*** DATA FOR THIS EXERCISE ***

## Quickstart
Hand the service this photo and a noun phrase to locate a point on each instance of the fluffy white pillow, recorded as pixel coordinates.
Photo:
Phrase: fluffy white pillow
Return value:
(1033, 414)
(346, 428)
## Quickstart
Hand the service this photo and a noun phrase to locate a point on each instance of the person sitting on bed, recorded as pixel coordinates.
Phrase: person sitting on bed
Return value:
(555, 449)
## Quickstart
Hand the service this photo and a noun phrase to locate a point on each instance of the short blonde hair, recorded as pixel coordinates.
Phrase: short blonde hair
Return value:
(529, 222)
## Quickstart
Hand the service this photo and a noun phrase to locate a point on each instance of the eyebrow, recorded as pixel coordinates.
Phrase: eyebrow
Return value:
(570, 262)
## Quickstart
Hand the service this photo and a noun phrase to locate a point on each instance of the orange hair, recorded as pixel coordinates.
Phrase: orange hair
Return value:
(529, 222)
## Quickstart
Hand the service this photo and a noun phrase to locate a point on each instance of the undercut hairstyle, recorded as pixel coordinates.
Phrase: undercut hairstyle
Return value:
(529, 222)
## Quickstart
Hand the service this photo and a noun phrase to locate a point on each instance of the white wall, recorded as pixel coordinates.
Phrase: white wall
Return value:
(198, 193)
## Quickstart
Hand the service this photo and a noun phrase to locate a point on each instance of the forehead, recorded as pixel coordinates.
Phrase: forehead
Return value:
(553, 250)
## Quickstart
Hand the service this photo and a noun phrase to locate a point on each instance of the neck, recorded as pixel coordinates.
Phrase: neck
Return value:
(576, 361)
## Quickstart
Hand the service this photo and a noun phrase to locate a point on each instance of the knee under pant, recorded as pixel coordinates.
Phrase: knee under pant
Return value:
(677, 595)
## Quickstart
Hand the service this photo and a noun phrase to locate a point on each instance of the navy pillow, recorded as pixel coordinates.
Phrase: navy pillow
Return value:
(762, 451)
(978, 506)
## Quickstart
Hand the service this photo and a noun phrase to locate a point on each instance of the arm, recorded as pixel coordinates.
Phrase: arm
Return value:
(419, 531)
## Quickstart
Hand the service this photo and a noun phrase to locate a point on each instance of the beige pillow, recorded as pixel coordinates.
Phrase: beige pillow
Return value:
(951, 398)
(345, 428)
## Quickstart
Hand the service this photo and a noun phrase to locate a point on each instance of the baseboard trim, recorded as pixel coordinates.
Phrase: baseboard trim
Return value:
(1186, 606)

*** End of DATA FOR THIS EXERCISE ***

DESCRIPTION OF THE TASK => Your answer should consist of copies of the lines above that include the string "undercut".

ANSWER FOR THE TASK =>
Hand the service this photo and a noun phrase to locate a point on each instance of the undercut hairstyle, recorded as pixel coordinates.
Phrase: undercut hairstyle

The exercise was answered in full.